Top of Given data

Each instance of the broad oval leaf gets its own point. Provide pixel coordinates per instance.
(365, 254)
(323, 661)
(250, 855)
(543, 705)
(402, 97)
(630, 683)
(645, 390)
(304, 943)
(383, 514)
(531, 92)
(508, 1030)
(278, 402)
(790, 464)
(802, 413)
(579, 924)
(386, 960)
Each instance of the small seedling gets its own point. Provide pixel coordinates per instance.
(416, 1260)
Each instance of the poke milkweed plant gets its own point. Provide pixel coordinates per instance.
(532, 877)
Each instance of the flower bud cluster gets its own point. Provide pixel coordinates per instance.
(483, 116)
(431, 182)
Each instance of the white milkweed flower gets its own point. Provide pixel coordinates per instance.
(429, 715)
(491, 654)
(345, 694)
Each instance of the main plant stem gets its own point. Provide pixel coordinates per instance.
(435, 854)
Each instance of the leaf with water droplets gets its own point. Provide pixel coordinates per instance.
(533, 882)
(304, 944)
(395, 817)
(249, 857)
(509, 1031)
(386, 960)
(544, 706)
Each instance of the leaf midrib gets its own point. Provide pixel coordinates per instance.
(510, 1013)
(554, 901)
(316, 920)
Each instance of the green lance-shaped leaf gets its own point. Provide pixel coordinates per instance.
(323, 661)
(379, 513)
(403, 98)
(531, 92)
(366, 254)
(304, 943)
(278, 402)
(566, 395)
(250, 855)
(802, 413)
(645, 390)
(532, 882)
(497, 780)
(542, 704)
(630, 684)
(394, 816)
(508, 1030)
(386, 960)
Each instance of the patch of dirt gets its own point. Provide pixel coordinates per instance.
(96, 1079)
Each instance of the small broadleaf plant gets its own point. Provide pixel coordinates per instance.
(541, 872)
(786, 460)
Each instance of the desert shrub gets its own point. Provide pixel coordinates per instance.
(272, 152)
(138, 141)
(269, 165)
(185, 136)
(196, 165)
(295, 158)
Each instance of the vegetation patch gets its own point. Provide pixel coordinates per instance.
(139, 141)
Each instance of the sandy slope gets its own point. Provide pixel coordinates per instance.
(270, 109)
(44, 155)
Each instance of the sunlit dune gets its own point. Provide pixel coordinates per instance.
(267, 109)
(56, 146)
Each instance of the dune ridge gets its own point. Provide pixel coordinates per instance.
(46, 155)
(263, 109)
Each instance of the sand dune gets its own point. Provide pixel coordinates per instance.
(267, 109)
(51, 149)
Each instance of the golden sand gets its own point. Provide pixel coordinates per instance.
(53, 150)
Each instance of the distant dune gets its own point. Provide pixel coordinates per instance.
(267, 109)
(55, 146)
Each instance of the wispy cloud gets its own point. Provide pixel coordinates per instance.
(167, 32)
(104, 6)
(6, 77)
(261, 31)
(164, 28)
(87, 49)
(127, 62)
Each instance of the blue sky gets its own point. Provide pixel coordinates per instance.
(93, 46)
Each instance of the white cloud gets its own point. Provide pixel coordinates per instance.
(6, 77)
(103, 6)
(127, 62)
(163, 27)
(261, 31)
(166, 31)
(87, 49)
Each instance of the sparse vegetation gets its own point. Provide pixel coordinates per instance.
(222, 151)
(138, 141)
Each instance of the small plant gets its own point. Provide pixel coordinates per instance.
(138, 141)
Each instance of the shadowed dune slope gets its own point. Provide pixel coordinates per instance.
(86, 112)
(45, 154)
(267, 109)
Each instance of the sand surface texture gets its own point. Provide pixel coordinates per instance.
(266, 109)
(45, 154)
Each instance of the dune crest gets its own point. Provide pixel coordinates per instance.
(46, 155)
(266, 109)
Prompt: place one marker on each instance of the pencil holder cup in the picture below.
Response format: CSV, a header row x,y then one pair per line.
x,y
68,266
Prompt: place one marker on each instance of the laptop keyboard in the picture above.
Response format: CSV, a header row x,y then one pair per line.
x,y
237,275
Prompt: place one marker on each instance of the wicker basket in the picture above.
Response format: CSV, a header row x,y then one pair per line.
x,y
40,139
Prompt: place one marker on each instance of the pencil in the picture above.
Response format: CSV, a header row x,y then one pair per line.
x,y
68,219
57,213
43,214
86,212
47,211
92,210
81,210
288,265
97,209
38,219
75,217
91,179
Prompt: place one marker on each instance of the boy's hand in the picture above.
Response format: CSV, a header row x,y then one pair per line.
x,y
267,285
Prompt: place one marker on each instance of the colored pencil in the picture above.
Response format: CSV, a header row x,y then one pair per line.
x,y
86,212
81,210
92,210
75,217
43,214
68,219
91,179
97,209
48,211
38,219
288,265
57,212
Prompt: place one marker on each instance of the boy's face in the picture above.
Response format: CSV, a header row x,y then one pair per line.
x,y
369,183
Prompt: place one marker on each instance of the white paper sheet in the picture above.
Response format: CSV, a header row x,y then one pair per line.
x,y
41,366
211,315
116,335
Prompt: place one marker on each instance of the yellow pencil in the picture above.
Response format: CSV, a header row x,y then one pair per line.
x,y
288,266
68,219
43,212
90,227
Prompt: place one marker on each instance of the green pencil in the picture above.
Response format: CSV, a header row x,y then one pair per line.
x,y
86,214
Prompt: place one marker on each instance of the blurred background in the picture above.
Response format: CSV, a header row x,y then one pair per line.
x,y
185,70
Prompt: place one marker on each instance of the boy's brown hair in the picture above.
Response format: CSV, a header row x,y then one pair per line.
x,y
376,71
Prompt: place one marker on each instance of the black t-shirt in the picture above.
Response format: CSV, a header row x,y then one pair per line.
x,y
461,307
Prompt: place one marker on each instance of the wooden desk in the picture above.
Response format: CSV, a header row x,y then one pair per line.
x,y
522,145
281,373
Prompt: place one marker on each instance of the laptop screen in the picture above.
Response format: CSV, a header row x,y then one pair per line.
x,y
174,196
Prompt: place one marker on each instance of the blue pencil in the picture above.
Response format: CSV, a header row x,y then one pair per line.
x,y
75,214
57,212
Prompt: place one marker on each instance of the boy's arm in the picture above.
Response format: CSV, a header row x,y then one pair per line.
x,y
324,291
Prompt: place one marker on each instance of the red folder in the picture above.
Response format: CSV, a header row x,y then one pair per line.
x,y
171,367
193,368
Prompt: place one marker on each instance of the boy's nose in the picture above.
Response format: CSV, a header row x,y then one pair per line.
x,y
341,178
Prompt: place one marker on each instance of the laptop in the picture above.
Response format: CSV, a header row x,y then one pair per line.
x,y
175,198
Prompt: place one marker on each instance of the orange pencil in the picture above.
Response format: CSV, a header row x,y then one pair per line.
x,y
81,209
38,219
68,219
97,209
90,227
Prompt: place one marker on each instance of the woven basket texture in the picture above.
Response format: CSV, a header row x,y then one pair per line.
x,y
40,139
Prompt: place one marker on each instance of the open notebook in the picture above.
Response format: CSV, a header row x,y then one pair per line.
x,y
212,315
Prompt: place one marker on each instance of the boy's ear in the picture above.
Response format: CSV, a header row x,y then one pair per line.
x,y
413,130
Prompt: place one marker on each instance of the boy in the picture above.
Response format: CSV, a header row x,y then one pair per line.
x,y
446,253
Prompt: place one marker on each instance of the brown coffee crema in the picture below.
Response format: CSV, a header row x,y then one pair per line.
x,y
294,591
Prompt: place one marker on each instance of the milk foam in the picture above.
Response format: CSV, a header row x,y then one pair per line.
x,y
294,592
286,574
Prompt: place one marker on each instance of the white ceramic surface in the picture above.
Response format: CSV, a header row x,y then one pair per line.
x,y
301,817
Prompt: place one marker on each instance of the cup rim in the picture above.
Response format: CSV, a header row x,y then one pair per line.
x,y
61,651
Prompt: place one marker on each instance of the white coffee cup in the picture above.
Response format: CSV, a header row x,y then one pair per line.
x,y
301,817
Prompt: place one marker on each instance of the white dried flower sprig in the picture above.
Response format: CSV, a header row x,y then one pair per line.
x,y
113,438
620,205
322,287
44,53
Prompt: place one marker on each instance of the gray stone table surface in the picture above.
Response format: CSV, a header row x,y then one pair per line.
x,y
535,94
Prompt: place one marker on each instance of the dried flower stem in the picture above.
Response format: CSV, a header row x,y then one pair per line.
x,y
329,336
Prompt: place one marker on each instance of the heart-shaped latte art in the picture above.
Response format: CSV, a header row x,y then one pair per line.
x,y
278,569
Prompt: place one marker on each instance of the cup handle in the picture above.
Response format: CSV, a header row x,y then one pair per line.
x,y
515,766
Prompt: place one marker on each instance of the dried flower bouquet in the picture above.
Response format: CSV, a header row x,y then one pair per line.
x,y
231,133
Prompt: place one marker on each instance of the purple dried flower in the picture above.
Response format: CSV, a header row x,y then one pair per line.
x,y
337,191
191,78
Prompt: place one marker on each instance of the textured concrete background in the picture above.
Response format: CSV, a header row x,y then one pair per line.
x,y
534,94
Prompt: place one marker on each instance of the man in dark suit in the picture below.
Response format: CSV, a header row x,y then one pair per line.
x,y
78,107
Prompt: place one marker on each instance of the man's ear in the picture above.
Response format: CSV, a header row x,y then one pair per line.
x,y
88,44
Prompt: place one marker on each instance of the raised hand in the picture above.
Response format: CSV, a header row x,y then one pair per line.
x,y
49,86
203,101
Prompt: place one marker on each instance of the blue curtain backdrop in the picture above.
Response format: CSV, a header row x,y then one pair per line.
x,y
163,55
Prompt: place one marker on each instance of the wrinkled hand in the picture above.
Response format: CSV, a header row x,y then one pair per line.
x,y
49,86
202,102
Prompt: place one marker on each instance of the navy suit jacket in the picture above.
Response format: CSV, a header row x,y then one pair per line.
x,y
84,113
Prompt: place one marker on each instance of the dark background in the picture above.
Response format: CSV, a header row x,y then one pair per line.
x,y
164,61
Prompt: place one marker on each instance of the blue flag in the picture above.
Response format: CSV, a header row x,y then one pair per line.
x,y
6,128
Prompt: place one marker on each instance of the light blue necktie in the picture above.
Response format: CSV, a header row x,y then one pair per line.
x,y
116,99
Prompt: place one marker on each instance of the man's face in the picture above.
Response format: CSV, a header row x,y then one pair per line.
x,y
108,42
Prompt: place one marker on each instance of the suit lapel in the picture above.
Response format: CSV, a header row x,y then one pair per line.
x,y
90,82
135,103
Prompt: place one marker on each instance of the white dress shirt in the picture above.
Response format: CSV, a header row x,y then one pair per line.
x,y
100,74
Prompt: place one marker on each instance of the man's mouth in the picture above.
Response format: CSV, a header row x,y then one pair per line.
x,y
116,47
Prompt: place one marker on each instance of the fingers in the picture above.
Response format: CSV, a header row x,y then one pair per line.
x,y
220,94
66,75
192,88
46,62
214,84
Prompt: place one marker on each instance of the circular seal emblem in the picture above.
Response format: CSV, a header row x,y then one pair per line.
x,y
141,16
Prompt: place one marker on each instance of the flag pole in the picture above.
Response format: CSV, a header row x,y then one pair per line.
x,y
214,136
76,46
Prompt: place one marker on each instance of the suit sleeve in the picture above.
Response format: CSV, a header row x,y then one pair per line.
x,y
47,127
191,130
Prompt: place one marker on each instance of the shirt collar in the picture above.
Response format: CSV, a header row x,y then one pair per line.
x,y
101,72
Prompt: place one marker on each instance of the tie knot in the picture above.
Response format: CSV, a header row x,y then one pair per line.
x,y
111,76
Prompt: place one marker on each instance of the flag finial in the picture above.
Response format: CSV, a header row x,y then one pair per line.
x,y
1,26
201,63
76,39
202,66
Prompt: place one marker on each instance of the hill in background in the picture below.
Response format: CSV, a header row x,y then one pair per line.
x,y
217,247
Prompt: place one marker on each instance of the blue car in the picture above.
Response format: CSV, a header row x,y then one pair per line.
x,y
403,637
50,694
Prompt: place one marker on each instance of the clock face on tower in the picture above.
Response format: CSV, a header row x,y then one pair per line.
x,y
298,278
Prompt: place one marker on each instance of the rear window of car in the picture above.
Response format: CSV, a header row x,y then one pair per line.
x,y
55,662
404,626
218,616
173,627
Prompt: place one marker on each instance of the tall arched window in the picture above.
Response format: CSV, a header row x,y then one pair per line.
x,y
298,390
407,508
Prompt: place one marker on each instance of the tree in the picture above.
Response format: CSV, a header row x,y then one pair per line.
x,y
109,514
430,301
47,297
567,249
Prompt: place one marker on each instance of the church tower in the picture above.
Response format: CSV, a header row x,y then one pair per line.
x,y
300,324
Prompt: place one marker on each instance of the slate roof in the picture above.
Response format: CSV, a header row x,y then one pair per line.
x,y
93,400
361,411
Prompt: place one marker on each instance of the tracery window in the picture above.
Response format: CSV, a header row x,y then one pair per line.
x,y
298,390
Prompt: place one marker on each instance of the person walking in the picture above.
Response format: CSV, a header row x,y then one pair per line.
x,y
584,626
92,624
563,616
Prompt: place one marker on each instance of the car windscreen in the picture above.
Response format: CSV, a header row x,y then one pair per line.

Bottom of Given data

Your reply should be only the number of lines in the preceding data that include the word "window".

3